# TASK PROMPT
In the listing below, change "broadcast frame" to "video still" in every line from the one containing "For sports analytics purposes, locate the shrub" through the end of the listing, and write out those lines with nothing else altered.
## start
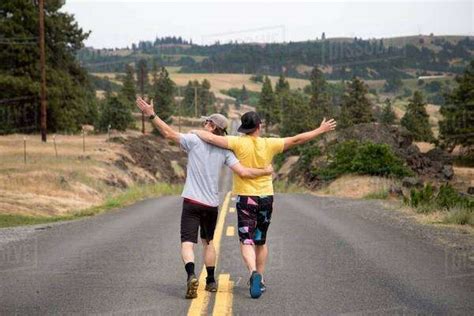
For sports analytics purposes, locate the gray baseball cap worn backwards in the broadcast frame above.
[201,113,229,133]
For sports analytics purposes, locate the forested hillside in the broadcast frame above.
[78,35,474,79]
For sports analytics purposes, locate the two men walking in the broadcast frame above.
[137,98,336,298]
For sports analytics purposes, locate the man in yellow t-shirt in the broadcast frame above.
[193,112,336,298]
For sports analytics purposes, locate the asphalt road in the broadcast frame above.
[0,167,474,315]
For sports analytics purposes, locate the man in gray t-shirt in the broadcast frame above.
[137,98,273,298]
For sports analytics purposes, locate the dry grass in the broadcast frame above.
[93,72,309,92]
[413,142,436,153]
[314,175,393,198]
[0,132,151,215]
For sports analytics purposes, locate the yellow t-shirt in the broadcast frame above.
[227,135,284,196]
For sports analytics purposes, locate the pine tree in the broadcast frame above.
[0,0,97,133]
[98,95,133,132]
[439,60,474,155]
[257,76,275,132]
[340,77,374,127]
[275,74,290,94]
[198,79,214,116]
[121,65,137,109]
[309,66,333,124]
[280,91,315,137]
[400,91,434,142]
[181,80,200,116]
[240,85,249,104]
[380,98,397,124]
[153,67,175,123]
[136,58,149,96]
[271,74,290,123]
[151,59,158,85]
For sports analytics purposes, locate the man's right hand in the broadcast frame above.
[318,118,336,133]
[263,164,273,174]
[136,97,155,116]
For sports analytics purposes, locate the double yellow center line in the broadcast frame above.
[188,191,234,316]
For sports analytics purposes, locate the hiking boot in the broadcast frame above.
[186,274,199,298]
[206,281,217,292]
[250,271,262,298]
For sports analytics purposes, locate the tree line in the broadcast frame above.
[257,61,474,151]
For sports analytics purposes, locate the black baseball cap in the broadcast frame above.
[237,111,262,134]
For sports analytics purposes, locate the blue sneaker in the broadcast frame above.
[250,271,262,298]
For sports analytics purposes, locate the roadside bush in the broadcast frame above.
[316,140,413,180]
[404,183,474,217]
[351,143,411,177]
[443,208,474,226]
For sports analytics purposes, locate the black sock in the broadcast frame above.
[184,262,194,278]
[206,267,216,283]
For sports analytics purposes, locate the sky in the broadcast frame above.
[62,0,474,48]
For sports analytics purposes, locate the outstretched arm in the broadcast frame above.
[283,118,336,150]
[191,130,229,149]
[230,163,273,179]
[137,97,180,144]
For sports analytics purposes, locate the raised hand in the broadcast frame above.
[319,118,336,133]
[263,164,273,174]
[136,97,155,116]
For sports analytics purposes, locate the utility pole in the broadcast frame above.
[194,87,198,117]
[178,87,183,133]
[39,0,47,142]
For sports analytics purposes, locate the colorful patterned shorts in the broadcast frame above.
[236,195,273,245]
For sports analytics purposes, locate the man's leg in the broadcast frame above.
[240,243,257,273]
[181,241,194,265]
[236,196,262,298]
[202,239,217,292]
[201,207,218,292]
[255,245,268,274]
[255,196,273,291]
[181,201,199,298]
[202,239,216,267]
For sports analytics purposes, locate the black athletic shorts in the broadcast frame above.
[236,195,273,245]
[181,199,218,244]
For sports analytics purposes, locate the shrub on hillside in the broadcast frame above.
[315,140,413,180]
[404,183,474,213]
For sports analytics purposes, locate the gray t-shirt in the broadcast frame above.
## end
# WRITTEN ANSWER
For sports analytics purposes, locate the shrub on hillside in the video still above.
[315,140,413,180]
[404,183,474,213]
For sports analytics purposes, locate the gray t-shirt in the video still above.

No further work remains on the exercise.